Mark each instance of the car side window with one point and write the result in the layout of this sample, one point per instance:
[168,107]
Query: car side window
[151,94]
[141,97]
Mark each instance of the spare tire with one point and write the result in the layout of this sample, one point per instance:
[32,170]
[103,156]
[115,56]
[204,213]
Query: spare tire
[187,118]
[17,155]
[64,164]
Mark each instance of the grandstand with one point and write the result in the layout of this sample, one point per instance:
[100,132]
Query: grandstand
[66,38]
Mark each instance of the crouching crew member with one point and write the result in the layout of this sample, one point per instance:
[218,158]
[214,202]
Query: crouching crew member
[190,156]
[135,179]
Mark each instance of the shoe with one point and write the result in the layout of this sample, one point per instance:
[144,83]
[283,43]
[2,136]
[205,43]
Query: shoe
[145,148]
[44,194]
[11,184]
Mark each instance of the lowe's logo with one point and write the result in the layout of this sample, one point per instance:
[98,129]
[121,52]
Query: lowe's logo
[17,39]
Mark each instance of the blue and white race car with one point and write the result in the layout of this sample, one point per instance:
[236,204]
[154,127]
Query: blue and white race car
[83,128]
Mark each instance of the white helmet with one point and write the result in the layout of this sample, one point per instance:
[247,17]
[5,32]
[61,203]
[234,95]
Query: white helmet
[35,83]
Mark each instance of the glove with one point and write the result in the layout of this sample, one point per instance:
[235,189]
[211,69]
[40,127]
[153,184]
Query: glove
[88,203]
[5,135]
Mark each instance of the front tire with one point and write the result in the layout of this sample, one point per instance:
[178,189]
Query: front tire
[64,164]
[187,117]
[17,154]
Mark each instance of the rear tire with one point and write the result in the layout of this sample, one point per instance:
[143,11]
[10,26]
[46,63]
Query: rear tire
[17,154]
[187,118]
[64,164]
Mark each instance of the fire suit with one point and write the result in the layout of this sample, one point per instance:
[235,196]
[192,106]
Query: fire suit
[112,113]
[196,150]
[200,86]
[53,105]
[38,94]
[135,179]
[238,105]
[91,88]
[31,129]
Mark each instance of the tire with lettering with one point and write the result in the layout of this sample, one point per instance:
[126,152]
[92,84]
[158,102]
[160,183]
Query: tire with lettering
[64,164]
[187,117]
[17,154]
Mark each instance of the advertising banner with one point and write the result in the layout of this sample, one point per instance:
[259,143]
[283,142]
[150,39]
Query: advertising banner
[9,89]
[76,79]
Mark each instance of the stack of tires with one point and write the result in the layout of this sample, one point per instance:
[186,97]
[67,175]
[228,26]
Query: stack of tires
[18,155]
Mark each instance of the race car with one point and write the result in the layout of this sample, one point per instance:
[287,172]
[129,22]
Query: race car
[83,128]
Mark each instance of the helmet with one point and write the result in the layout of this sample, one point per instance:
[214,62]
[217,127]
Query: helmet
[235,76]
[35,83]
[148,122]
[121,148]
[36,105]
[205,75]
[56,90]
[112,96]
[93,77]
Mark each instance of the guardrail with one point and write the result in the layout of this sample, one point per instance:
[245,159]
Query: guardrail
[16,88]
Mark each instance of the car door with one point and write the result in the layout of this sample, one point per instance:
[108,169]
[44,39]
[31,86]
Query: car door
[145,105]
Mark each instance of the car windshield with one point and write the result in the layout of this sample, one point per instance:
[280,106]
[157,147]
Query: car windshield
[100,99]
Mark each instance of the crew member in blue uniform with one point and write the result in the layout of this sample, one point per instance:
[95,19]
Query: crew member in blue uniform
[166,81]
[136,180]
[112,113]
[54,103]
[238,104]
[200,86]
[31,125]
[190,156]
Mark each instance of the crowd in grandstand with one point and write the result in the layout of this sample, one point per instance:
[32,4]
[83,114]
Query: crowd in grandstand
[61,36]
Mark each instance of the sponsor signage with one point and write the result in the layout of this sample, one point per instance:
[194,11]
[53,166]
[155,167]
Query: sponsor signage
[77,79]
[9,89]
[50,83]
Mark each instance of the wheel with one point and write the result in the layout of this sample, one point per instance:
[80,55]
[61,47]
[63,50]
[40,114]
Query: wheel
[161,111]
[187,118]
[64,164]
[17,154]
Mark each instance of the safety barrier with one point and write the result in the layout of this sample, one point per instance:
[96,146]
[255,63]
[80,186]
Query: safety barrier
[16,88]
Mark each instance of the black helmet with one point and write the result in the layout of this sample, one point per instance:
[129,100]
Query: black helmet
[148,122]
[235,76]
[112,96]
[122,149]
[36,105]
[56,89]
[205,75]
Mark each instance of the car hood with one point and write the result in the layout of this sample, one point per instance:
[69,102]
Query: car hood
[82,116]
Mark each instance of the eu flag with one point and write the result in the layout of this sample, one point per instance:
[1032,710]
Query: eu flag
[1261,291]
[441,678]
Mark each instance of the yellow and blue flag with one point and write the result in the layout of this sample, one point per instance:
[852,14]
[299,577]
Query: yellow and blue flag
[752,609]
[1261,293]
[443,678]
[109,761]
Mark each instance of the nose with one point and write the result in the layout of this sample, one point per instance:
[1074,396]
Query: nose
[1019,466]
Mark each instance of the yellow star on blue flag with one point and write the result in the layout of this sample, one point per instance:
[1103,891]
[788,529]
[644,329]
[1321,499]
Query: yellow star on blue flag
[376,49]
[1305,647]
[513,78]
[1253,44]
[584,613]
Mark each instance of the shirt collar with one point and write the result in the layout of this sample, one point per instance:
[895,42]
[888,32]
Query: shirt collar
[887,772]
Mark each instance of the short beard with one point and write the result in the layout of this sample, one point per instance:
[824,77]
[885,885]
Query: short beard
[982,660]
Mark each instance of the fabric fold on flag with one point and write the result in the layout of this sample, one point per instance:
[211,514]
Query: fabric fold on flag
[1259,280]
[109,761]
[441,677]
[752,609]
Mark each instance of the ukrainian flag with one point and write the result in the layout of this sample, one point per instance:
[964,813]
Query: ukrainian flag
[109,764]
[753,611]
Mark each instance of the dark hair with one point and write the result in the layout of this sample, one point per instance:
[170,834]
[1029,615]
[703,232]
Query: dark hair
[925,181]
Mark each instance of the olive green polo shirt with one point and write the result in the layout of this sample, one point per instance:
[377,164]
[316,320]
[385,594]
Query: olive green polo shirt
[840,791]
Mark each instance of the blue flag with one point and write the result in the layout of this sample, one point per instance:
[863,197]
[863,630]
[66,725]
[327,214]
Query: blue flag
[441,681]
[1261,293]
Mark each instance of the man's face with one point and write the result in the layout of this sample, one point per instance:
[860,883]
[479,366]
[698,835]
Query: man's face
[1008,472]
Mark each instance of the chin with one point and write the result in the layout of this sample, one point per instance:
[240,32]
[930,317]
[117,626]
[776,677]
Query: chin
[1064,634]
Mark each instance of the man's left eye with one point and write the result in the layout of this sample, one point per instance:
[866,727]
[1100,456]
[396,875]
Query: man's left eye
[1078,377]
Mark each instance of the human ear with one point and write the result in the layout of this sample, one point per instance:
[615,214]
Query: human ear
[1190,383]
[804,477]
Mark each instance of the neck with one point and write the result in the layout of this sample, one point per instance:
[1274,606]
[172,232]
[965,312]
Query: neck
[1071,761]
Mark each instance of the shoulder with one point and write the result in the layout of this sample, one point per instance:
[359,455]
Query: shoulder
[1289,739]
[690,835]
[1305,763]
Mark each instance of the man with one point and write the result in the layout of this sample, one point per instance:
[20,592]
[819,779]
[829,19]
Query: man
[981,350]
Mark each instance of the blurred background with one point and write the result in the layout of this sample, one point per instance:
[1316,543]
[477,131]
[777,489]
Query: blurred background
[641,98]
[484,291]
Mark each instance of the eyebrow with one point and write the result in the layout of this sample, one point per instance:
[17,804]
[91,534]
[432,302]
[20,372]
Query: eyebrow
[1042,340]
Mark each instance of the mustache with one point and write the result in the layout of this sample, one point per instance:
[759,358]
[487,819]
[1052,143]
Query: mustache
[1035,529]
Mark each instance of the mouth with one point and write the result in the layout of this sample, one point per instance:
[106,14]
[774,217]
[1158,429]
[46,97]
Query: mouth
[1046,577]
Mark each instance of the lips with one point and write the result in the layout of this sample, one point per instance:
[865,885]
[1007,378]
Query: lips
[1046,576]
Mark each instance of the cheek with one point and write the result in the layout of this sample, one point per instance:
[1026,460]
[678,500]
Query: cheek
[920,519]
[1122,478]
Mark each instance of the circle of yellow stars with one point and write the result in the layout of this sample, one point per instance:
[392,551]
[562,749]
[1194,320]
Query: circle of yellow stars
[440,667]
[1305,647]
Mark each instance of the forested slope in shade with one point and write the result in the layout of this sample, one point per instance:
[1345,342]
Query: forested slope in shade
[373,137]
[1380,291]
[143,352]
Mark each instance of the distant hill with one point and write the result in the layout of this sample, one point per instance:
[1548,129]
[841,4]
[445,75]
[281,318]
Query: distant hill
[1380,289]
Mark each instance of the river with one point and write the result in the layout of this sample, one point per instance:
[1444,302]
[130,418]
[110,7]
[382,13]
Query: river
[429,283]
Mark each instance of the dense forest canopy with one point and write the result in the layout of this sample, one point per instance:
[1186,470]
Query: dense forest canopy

****************************************

*Work instruction:* Go over the listing above and copy out each line that includes "canopy".

*Written reply:*
Mark each instance of the dense forest canopy with one point and write the result in the layout of this sample, one point per instance:
Query: dense forest canopy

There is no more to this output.